◆ **Set exercise**:
Count the lines in the items that contain the string "chin" and give only that number.

══ Excerpted records ══

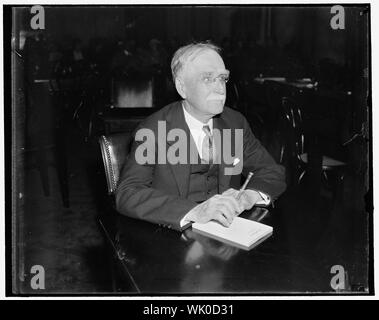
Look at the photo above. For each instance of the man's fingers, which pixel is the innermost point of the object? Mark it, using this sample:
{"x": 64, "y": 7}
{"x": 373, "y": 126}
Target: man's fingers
{"x": 221, "y": 218}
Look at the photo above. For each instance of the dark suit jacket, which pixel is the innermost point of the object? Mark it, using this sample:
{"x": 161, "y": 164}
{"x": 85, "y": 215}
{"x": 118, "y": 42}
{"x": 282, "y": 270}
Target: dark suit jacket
{"x": 158, "y": 192}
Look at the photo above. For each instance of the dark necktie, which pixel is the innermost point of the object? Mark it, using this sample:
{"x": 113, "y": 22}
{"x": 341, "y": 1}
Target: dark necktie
{"x": 207, "y": 147}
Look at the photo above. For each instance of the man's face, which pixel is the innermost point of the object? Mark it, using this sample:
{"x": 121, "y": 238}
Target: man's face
{"x": 204, "y": 84}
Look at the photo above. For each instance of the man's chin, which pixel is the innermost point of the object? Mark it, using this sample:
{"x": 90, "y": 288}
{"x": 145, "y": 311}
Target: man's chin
{"x": 217, "y": 106}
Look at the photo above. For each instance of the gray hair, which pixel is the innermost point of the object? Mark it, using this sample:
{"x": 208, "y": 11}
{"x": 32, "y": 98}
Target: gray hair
{"x": 188, "y": 53}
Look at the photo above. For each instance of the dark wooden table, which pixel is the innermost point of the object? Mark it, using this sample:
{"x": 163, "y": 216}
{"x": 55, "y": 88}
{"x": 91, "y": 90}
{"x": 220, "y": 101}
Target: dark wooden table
{"x": 157, "y": 260}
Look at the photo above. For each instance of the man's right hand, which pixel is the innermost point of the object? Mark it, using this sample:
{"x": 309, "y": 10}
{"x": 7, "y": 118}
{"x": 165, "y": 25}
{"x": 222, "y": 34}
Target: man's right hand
{"x": 222, "y": 208}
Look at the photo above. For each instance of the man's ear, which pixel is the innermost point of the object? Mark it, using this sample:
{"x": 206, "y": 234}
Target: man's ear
{"x": 179, "y": 85}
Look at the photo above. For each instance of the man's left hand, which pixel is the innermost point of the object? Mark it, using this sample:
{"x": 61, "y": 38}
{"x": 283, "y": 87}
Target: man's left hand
{"x": 247, "y": 199}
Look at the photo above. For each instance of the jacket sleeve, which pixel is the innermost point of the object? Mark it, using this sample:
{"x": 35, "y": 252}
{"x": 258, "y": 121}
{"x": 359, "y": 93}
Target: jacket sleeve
{"x": 135, "y": 196}
{"x": 269, "y": 177}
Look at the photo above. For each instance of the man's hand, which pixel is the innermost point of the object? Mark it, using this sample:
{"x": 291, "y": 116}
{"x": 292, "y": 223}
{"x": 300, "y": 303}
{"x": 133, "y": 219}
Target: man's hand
{"x": 221, "y": 207}
{"x": 247, "y": 200}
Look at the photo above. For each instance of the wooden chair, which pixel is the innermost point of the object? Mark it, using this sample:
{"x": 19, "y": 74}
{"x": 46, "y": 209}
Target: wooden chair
{"x": 114, "y": 150}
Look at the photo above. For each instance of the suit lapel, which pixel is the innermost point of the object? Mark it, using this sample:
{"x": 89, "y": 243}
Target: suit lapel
{"x": 181, "y": 171}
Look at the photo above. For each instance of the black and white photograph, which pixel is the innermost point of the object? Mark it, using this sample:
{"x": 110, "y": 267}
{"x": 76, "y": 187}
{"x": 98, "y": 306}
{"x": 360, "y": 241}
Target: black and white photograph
{"x": 188, "y": 150}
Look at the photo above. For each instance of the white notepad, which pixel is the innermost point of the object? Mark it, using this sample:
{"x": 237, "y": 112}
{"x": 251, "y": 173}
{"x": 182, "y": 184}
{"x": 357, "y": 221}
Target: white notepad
{"x": 242, "y": 233}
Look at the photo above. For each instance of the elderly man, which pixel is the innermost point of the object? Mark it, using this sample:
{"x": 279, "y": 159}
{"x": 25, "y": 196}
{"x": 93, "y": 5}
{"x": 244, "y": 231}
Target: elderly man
{"x": 176, "y": 194}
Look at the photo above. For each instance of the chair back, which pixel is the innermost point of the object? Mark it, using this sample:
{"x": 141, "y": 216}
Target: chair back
{"x": 114, "y": 150}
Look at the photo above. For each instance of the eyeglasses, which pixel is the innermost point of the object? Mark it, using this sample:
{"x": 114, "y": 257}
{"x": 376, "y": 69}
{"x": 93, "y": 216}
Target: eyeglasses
{"x": 209, "y": 80}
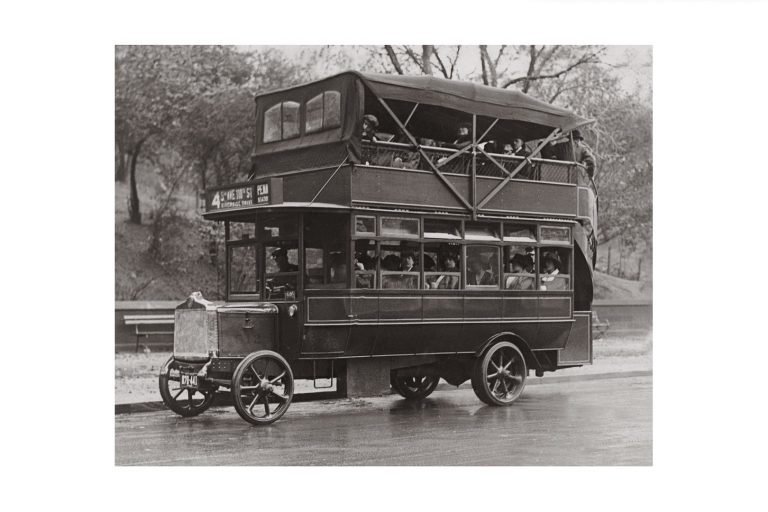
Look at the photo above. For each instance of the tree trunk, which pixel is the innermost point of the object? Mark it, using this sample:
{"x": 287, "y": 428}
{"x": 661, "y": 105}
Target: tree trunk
{"x": 203, "y": 169}
{"x": 426, "y": 58}
{"x": 134, "y": 214}
{"x": 121, "y": 169}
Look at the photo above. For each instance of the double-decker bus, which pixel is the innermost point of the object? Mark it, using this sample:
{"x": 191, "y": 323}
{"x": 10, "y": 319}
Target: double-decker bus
{"x": 373, "y": 245}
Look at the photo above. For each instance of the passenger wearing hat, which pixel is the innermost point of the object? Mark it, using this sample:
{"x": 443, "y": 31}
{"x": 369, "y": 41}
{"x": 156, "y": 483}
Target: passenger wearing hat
{"x": 281, "y": 259}
{"x": 463, "y": 137}
{"x": 582, "y": 153}
{"x": 550, "y": 268}
{"x": 520, "y": 264}
{"x": 370, "y": 123}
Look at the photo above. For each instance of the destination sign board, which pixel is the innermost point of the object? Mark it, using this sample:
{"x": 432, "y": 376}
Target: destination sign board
{"x": 236, "y": 197}
{"x": 261, "y": 193}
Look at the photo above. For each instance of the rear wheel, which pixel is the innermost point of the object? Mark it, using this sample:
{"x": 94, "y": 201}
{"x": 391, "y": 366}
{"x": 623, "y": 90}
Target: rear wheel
{"x": 414, "y": 388}
{"x": 498, "y": 378}
{"x": 184, "y": 401}
{"x": 262, "y": 387}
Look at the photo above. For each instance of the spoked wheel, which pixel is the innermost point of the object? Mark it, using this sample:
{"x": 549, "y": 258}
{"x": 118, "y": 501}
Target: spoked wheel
{"x": 182, "y": 400}
{"x": 262, "y": 387}
{"x": 498, "y": 378}
{"x": 414, "y": 388}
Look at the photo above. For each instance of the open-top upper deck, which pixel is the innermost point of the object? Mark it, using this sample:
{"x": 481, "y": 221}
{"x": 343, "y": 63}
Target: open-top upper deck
{"x": 310, "y": 152}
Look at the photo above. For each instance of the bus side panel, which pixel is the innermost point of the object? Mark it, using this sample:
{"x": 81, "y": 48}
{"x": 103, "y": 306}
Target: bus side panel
{"x": 578, "y": 347}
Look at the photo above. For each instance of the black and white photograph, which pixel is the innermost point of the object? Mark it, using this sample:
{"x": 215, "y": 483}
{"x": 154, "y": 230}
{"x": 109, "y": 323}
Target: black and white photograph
{"x": 389, "y": 255}
{"x": 377, "y": 256}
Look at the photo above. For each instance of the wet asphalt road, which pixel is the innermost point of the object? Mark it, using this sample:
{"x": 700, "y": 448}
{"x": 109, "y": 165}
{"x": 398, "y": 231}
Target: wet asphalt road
{"x": 600, "y": 422}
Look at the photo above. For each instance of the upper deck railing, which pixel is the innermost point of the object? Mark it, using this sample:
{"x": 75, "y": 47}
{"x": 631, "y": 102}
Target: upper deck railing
{"x": 404, "y": 156}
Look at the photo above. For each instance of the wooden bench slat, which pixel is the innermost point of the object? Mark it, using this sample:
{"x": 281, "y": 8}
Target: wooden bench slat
{"x": 149, "y": 322}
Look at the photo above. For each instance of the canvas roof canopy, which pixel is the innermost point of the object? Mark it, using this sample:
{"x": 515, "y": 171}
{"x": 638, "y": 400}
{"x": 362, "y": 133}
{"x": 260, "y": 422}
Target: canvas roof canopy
{"x": 443, "y": 106}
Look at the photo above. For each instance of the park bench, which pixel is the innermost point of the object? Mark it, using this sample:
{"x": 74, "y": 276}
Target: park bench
{"x": 599, "y": 327}
{"x": 148, "y": 325}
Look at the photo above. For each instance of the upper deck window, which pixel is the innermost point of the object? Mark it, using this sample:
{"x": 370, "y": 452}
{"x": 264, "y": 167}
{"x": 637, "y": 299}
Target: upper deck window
{"x": 323, "y": 112}
{"x": 519, "y": 233}
{"x": 399, "y": 227}
{"x": 480, "y": 231}
{"x": 278, "y": 226}
{"x": 365, "y": 225}
{"x": 442, "y": 229}
{"x": 281, "y": 121}
{"x": 555, "y": 234}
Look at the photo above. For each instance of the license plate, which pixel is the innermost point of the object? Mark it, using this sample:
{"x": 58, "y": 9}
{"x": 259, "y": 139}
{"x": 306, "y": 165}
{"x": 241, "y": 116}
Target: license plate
{"x": 189, "y": 380}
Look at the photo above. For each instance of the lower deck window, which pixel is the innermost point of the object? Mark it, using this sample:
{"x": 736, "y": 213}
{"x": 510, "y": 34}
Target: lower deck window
{"x": 364, "y": 264}
{"x": 554, "y": 269}
{"x": 442, "y": 266}
{"x": 482, "y": 266}
{"x": 243, "y": 275}
{"x": 400, "y": 265}
{"x": 281, "y": 270}
{"x": 519, "y": 267}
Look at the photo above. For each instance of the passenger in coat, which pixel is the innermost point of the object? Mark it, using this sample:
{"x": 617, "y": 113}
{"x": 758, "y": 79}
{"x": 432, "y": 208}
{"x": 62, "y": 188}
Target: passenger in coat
{"x": 582, "y": 153}
{"x": 477, "y": 275}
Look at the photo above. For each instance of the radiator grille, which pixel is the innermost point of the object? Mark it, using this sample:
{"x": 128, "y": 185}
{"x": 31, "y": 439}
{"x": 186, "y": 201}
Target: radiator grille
{"x": 190, "y": 334}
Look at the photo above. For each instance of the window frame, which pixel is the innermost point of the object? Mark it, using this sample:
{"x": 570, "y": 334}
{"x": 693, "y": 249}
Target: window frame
{"x": 464, "y": 272}
{"x": 246, "y": 295}
{"x": 281, "y": 134}
{"x": 418, "y": 235}
{"x": 323, "y": 125}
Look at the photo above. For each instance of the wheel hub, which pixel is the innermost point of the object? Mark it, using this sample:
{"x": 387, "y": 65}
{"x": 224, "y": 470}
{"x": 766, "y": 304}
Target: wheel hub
{"x": 266, "y": 386}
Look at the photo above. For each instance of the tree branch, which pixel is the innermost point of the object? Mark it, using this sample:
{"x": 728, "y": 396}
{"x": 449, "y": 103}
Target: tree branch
{"x": 455, "y": 60}
{"x": 585, "y": 59}
{"x": 443, "y": 69}
{"x": 483, "y": 53}
{"x": 393, "y": 58}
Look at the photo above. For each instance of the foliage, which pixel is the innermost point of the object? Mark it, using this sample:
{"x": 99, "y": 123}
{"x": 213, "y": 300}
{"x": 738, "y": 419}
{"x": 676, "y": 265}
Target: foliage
{"x": 578, "y": 79}
{"x": 154, "y": 87}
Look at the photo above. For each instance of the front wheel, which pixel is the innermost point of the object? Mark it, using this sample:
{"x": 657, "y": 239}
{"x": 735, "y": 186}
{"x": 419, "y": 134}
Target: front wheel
{"x": 262, "y": 387}
{"x": 414, "y": 388}
{"x": 498, "y": 378}
{"x": 184, "y": 400}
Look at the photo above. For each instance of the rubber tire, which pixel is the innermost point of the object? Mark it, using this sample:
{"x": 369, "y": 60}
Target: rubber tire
{"x": 479, "y": 375}
{"x": 403, "y": 390}
{"x": 168, "y": 400}
{"x": 235, "y": 389}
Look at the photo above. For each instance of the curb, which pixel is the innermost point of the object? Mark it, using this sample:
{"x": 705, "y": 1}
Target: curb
{"x": 224, "y": 399}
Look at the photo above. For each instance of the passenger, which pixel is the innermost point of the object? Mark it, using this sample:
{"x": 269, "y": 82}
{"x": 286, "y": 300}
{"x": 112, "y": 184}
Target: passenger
{"x": 520, "y": 264}
{"x": 429, "y": 264}
{"x": 517, "y": 149}
{"x": 550, "y": 151}
{"x": 370, "y": 123}
{"x": 391, "y": 263}
{"x": 427, "y": 142}
{"x": 463, "y": 137}
{"x": 477, "y": 275}
{"x": 281, "y": 259}
{"x": 582, "y": 153}
{"x": 339, "y": 274}
{"x": 550, "y": 268}
{"x": 409, "y": 263}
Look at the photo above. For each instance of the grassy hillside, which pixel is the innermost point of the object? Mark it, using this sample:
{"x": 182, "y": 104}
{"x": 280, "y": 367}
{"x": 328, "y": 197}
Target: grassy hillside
{"x": 183, "y": 262}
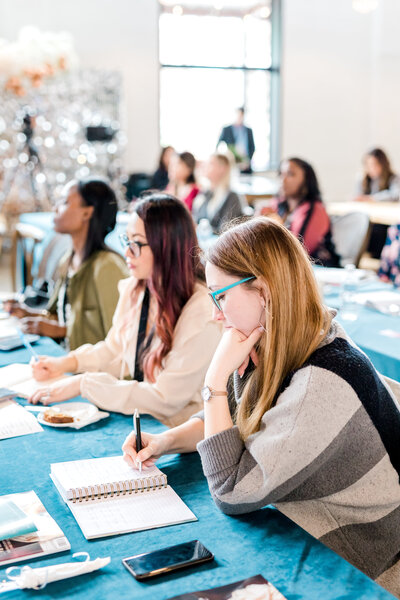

═══

◆ **The response**:
2